Task details. Please pull out each line below that contains the word "theyyam", copying each one in full.

┌─ Supplied entries

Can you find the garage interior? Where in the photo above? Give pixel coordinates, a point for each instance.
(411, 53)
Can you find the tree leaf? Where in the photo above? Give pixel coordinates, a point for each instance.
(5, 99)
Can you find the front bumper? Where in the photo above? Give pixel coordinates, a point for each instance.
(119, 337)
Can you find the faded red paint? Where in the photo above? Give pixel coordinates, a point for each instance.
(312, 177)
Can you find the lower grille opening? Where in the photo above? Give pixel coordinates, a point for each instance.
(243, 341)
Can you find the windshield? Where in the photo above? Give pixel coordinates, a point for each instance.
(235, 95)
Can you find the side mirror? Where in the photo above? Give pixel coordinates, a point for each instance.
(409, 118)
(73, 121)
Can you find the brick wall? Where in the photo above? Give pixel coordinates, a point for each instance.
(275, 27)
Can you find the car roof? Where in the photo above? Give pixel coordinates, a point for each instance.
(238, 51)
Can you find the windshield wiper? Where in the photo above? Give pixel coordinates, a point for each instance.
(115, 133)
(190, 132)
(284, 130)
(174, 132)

└─
┌─ Supplied entries

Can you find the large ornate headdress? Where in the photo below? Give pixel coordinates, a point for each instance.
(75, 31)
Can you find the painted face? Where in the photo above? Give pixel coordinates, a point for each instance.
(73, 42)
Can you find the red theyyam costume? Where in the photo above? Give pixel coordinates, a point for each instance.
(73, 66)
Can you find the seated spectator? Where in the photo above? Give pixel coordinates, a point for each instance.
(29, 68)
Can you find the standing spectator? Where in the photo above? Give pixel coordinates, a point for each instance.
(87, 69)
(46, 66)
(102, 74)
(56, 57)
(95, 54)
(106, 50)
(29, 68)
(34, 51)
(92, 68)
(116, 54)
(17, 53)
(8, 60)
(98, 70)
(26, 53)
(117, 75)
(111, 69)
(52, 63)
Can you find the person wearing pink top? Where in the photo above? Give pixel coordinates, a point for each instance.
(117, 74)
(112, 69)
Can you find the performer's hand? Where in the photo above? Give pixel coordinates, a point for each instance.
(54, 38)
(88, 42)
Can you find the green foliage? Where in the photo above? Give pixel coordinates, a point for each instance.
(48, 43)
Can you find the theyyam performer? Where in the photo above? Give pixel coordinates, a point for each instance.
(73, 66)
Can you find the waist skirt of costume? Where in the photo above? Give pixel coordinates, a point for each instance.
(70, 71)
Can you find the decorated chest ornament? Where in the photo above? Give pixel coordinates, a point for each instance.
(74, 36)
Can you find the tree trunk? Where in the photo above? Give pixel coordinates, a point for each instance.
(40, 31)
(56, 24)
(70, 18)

└─

Solution.
Can you find the red theyyam costume? Where in the photo above? Give pixel coordinates, a point for each instance.
Can you find the theyyam performer? Where in the photo above? Give pixel coordinates, a point for each instance.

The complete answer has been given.